:: Data for processing

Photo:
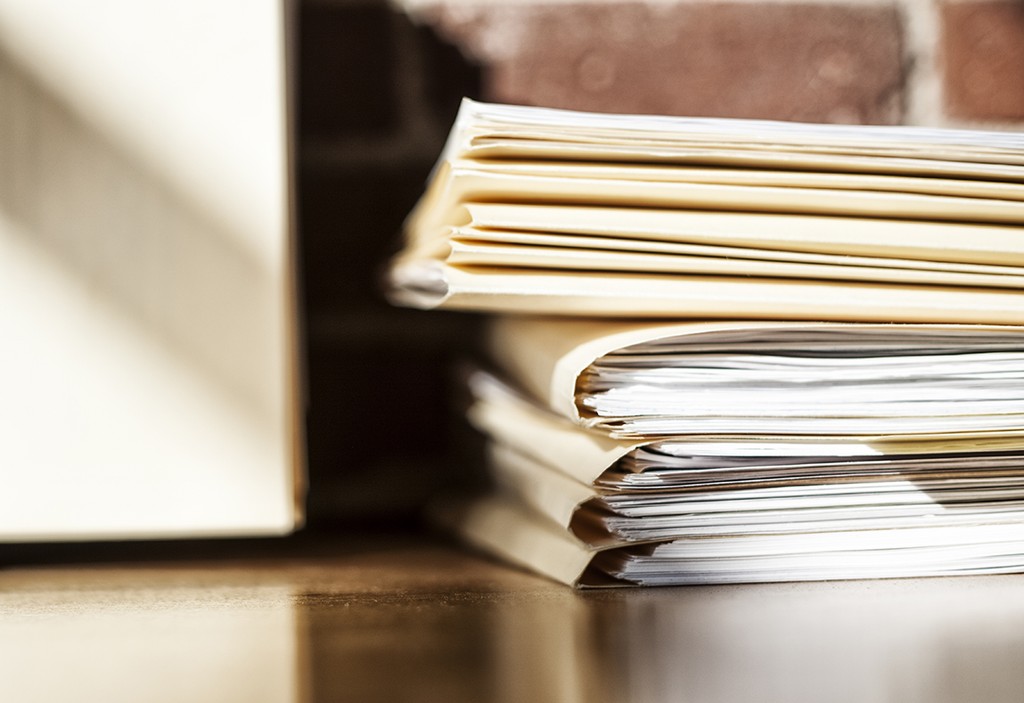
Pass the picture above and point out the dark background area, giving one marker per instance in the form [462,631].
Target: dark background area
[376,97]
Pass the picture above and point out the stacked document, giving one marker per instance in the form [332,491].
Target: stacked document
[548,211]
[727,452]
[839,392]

::::

The records above must be repeated in full and exactly, but without any of the pictures.

Photo:
Pass the picture above and point out the dark background area, giving one marker per instance in the form [462,631].
Target: dark background area
[376,97]
Pass the picture above and point out the stacked document, giving one marker per instance in the form [332,491].
Target: stacked document
[548,211]
[727,452]
[839,392]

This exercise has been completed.